**Aim of the exercise**
From the entries below, work out the number of lines that hold the word "point", and give that number alone.

**Dataset entries**
########

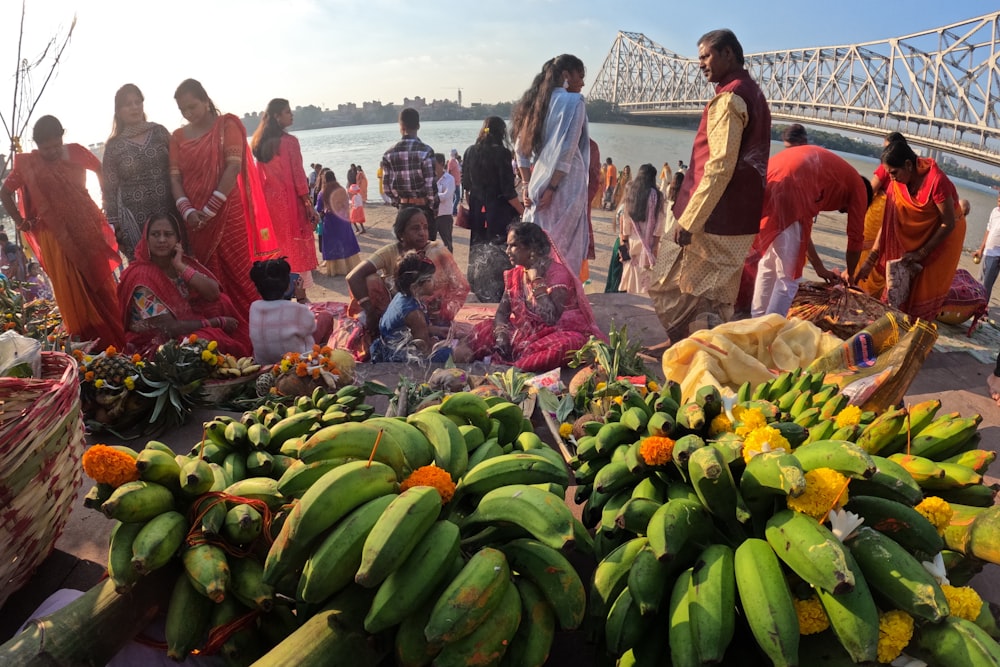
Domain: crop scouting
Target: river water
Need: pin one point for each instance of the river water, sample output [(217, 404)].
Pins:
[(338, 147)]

########

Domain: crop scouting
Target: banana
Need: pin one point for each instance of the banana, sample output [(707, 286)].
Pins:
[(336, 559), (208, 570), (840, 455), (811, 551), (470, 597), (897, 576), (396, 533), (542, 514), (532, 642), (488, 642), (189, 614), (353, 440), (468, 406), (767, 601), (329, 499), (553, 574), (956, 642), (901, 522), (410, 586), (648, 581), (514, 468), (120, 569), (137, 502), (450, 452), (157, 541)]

########

**Response to the exercise**
2